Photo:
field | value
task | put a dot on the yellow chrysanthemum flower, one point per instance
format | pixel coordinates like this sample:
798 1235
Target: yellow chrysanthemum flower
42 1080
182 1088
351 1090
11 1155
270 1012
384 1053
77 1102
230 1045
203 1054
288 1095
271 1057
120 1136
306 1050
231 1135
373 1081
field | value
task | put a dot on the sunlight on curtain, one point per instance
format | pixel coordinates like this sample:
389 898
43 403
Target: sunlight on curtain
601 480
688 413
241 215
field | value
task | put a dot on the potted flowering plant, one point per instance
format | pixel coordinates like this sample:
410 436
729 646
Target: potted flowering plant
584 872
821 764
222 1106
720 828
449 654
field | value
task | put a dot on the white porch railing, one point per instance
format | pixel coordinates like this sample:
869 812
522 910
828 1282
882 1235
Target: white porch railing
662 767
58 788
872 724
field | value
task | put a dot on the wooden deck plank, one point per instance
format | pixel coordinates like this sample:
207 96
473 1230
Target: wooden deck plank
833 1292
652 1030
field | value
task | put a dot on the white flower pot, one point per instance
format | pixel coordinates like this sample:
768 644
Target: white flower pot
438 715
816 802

==

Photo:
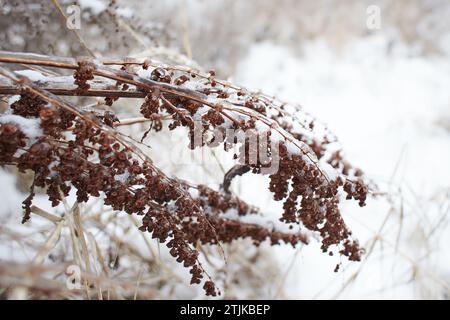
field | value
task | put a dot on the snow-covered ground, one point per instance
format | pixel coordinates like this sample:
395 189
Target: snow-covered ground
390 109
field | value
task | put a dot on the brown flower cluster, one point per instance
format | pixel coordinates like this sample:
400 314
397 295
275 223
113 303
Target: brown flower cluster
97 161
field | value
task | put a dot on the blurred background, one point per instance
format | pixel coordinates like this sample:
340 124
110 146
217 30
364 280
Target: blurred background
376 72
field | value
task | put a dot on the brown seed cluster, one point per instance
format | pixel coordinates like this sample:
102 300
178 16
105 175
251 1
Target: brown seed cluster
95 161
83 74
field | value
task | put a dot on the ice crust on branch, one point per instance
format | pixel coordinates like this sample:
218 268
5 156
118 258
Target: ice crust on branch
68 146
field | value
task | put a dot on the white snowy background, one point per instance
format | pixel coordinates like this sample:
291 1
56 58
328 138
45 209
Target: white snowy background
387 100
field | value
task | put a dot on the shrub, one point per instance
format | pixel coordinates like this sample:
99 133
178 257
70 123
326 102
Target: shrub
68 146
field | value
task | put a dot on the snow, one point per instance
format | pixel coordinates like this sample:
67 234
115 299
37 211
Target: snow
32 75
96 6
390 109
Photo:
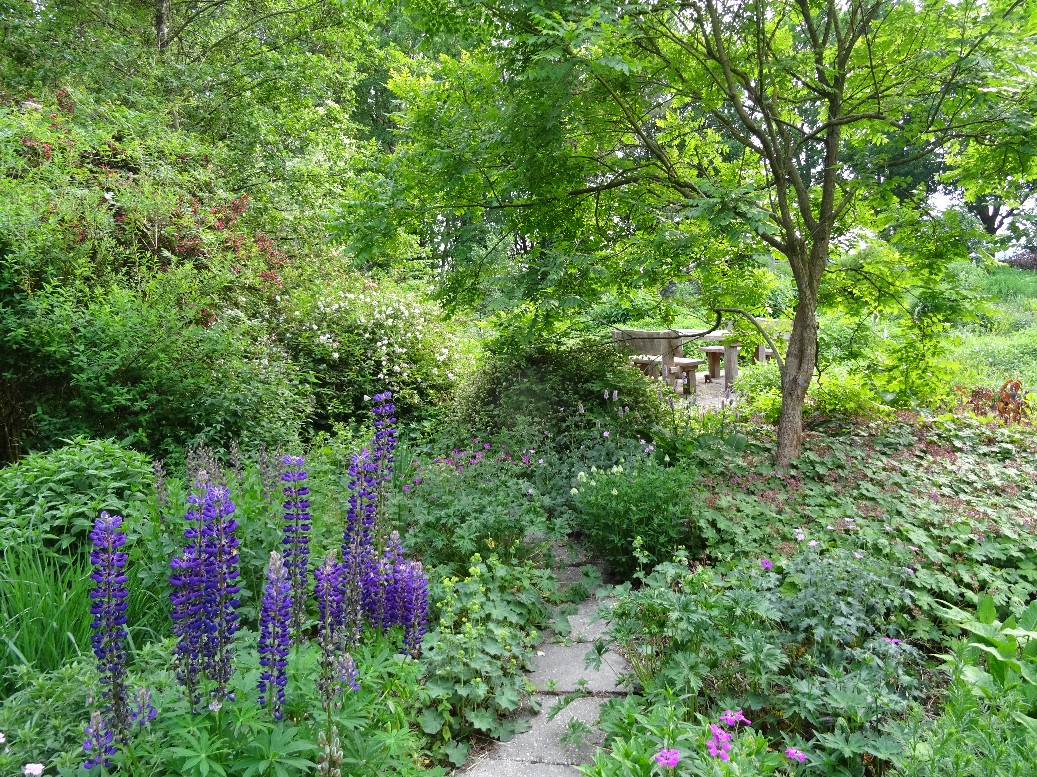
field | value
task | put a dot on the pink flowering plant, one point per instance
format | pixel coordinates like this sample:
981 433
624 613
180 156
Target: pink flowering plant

--

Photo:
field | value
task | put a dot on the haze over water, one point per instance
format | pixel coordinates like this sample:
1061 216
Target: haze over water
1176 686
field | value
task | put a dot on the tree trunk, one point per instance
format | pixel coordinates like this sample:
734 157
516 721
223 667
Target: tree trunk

== WRITTEN INSTRUCTION ==
Pull every line from the rows above that contains the word "plant" and list those lines in their original order.

== FULL ANSWER ==
task | put a dot on the potted flowering plant, one point per instance
Target: potted flowering plant
task | put a dot on the pink flowering plant, one point per instance
Target: pink flowering plant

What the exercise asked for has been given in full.